What is expected >> Lift every line from the entries that includes the word "swing".

The data >>
######
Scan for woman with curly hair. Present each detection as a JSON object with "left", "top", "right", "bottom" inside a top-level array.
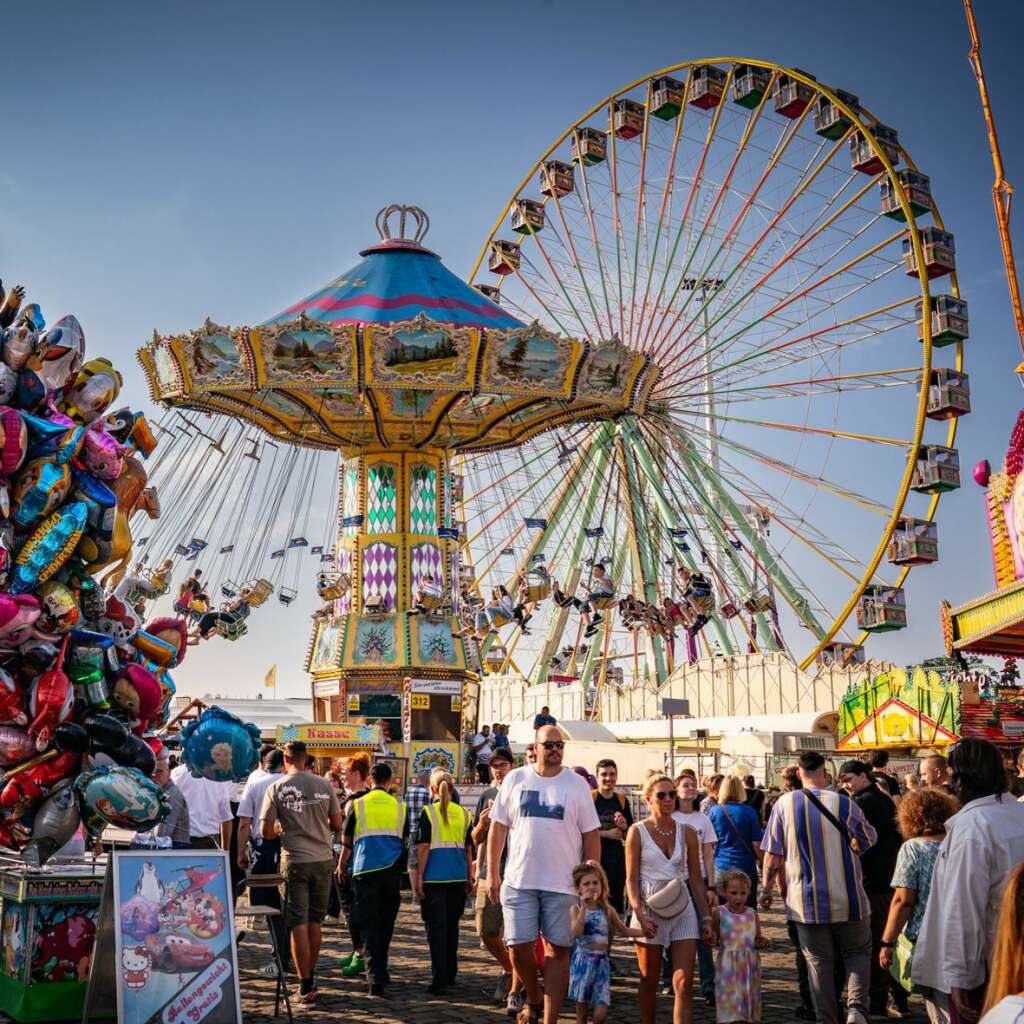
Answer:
[{"left": 878, "top": 786, "right": 958, "bottom": 983}]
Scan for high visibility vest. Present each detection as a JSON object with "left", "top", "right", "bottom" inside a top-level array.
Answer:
[
  {"left": 352, "top": 789, "right": 406, "bottom": 875},
  {"left": 422, "top": 801, "right": 470, "bottom": 884}
]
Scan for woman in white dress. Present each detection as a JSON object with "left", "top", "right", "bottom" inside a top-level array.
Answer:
[{"left": 626, "top": 773, "right": 713, "bottom": 1024}]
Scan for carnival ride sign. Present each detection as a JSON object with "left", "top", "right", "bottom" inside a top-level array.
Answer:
[
  {"left": 276, "top": 721, "right": 382, "bottom": 750},
  {"left": 82, "top": 850, "right": 241, "bottom": 1024}
]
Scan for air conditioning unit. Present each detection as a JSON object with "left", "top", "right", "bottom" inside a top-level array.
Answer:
[{"left": 783, "top": 734, "right": 834, "bottom": 753}]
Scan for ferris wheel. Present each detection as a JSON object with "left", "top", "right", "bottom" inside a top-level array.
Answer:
[{"left": 461, "top": 59, "right": 968, "bottom": 681}]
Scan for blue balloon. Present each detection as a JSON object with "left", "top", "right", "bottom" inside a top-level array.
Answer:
[{"left": 180, "top": 705, "right": 261, "bottom": 783}]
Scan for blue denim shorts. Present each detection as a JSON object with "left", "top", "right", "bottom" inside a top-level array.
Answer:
[{"left": 501, "top": 884, "right": 576, "bottom": 948}]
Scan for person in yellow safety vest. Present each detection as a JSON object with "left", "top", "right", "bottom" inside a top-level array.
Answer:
[
  {"left": 413, "top": 768, "right": 474, "bottom": 996},
  {"left": 336, "top": 762, "right": 408, "bottom": 997}
]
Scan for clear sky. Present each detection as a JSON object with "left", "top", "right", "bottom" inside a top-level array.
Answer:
[{"left": 2, "top": 0, "right": 1023, "bottom": 699}]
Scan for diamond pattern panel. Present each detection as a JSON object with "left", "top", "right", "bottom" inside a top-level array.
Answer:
[
  {"left": 366, "top": 462, "right": 397, "bottom": 534},
  {"left": 410, "top": 541, "right": 443, "bottom": 598},
  {"left": 337, "top": 546, "right": 353, "bottom": 613},
  {"left": 362, "top": 541, "right": 398, "bottom": 610},
  {"left": 341, "top": 461, "right": 359, "bottom": 524},
  {"left": 409, "top": 464, "right": 437, "bottom": 534}
]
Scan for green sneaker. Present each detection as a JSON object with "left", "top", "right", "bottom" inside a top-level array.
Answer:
[{"left": 341, "top": 954, "right": 366, "bottom": 977}]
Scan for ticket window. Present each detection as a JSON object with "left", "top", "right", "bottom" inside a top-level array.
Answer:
[
  {"left": 409, "top": 692, "right": 462, "bottom": 742},
  {"left": 350, "top": 693, "right": 402, "bottom": 749}
]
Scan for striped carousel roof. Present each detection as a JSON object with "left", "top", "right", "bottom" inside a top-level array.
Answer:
[{"left": 263, "top": 238, "right": 522, "bottom": 331}]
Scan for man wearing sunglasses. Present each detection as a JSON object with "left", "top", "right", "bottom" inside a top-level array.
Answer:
[{"left": 487, "top": 724, "right": 601, "bottom": 1024}]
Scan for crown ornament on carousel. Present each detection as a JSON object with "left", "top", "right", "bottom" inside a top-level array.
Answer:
[{"left": 138, "top": 205, "right": 661, "bottom": 457}]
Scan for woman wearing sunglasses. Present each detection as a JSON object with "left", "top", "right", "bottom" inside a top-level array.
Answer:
[{"left": 627, "top": 773, "right": 713, "bottom": 1024}]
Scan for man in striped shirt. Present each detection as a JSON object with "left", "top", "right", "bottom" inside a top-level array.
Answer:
[{"left": 760, "top": 751, "right": 877, "bottom": 1024}]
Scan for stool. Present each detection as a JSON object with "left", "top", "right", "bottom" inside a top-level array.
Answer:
[{"left": 235, "top": 873, "right": 293, "bottom": 1023}]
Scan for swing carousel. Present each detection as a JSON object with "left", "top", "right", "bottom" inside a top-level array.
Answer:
[{"left": 136, "top": 58, "right": 969, "bottom": 770}]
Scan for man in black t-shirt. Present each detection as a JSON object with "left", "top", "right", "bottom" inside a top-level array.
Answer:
[
  {"left": 840, "top": 759, "right": 908, "bottom": 1018},
  {"left": 592, "top": 759, "right": 633, "bottom": 914}
]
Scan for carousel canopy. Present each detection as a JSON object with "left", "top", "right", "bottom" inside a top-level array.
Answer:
[{"left": 138, "top": 205, "right": 659, "bottom": 455}]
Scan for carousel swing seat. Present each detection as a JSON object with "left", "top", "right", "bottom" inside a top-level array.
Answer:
[
  {"left": 278, "top": 588, "right": 297, "bottom": 606},
  {"left": 216, "top": 616, "right": 248, "bottom": 641},
  {"left": 524, "top": 567, "right": 551, "bottom": 603},
  {"left": 240, "top": 579, "right": 274, "bottom": 607},
  {"left": 317, "top": 572, "right": 351, "bottom": 601}
]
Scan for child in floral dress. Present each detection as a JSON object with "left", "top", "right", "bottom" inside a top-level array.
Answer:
[{"left": 712, "top": 869, "right": 769, "bottom": 1023}]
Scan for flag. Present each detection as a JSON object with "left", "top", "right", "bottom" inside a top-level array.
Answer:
[
  {"left": 584, "top": 527, "right": 604, "bottom": 538},
  {"left": 530, "top": 552, "right": 545, "bottom": 564},
  {"left": 342, "top": 515, "right": 364, "bottom": 528},
  {"left": 500, "top": 547, "right": 515, "bottom": 556},
  {"left": 310, "top": 545, "right": 323, "bottom": 555},
  {"left": 270, "top": 549, "right": 285, "bottom": 559},
  {"left": 320, "top": 553, "right": 334, "bottom": 563},
  {"left": 189, "top": 538, "right": 208, "bottom": 551},
  {"left": 438, "top": 527, "right": 459, "bottom": 540},
  {"left": 264, "top": 665, "right": 276, "bottom": 690},
  {"left": 670, "top": 528, "right": 688, "bottom": 538},
  {"left": 288, "top": 537, "right": 308, "bottom": 548},
  {"left": 174, "top": 544, "right": 191, "bottom": 557},
  {"left": 524, "top": 517, "right": 547, "bottom": 530},
  {"left": 219, "top": 544, "right": 235, "bottom": 554},
  {"left": 137, "top": 536, "right": 149, "bottom": 546},
  {"left": 729, "top": 539, "right": 743, "bottom": 550}
]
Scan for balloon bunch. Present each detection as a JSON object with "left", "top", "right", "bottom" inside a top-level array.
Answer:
[{"left": 0, "top": 279, "right": 187, "bottom": 864}]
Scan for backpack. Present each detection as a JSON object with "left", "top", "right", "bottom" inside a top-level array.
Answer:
[{"left": 592, "top": 788, "right": 626, "bottom": 811}]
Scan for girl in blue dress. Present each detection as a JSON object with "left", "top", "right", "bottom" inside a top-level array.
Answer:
[{"left": 568, "top": 860, "right": 648, "bottom": 1024}]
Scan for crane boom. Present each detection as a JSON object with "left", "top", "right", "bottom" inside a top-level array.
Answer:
[{"left": 963, "top": 0, "right": 1024, "bottom": 370}]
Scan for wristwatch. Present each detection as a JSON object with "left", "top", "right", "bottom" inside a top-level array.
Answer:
[{"left": 880, "top": 940, "right": 896, "bottom": 949}]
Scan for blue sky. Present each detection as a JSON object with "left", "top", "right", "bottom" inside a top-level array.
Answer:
[{"left": 2, "top": 0, "right": 1023, "bottom": 698}]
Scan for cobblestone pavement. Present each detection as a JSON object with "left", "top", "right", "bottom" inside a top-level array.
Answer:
[{"left": 237, "top": 894, "right": 929, "bottom": 1024}]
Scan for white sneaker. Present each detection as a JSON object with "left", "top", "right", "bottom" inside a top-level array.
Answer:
[{"left": 848, "top": 1010, "right": 869, "bottom": 1024}]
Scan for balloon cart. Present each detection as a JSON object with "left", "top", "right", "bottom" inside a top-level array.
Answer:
[{"left": 0, "top": 854, "right": 106, "bottom": 1023}]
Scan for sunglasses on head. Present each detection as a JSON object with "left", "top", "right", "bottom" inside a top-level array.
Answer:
[{"left": 540, "top": 740, "right": 565, "bottom": 750}]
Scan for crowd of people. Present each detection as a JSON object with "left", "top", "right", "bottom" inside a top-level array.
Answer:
[{"left": 141, "top": 729, "right": 1024, "bottom": 1024}]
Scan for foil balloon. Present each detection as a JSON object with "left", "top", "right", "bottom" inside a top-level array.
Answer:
[
  {"left": 80, "top": 714, "right": 156, "bottom": 776},
  {"left": 0, "top": 364, "right": 17, "bottom": 406},
  {"left": 2, "top": 320, "right": 39, "bottom": 371},
  {"left": 75, "top": 765, "right": 168, "bottom": 835},
  {"left": 0, "top": 725, "right": 35, "bottom": 765},
  {"left": 974, "top": 459, "right": 991, "bottom": 487},
  {"left": 36, "top": 581, "right": 79, "bottom": 636},
  {"left": 0, "top": 751, "right": 79, "bottom": 816},
  {"left": 0, "top": 406, "right": 26, "bottom": 517},
  {"left": 37, "top": 315, "right": 86, "bottom": 394},
  {"left": 72, "top": 472, "right": 117, "bottom": 563},
  {"left": 21, "top": 780, "right": 80, "bottom": 867},
  {"left": 78, "top": 424, "right": 126, "bottom": 482},
  {"left": 20, "top": 412, "right": 83, "bottom": 462},
  {"left": 27, "top": 636, "right": 73, "bottom": 751},
  {"left": 109, "top": 664, "right": 161, "bottom": 735},
  {"left": 63, "top": 358, "right": 123, "bottom": 424},
  {"left": 65, "top": 629, "right": 114, "bottom": 710},
  {"left": 0, "top": 668, "right": 26, "bottom": 726},
  {"left": 180, "top": 706, "right": 261, "bottom": 783},
  {"left": 0, "top": 593, "right": 42, "bottom": 648},
  {"left": 11, "top": 500, "right": 88, "bottom": 593},
  {"left": 11, "top": 457, "right": 72, "bottom": 530}
]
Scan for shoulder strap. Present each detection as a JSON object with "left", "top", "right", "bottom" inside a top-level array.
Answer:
[
  {"left": 718, "top": 803, "right": 755, "bottom": 856},
  {"left": 617, "top": 792, "right": 626, "bottom": 811},
  {"left": 802, "top": 790, "right": 860, "bottom": 853}
]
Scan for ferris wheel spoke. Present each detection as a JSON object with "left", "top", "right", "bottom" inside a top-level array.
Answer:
[
  {"left": 637, "top": 74, "right": 742, "bottom": 354},
  {"left": 545, "top": 196, "right": 608, "bottom": 338},
  {"left": 517, "top": 219, "right": 594, "bottom": 336},
  {"left": 574, "top": 158, "right": 619, "bottom": 338},
  {"left": 625, "top": 81, "right": 656, "bottom": 345},
  {"left": 708, "top": 413, "right": 913, "bottom": 449},
  {"left": 655, "top": 226, "right": 904, "bottom": 389},
  {"left": 675, "top": 365, "right": 920, "bottom": 405},
  {"left": 649, "top": 131, "right": 868, "bottom": 370},
  {"left": 637, "top": 421, "right": 828, "bottom": 640}
]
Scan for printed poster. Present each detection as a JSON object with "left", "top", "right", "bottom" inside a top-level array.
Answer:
[{"left": 112, "top": 850, "right": 241, "bottom": 1024}]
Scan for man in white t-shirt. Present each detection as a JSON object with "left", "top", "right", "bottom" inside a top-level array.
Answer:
[
  {"left": 488, "top": 724, "right": 600, "bottom": 1024},
  {"left": 236, "top": 747, "right": 287, "bottom": 974},
  {"left": 472, "top": 725, "right": 495, "bottom": 784},
  {"left": 170, "top": 762, "right": 234, "bottom": 849}
]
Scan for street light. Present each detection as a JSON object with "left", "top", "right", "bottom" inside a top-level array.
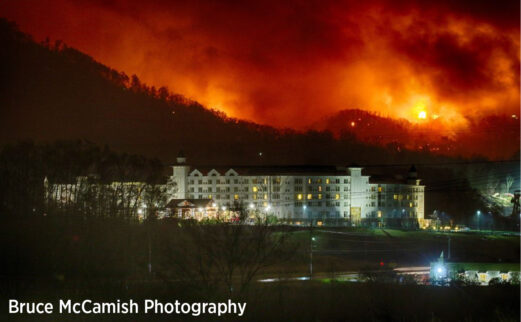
######
Answer for the task >>
Scan for swing carousel. Present each detection as a JSON object with "left", "top", "right", "bottom" inside a top-level array.
Scan for carousel swing seat. Present each detection as a JSON object with "left", "top", "right", "bottom" inside a top-level array.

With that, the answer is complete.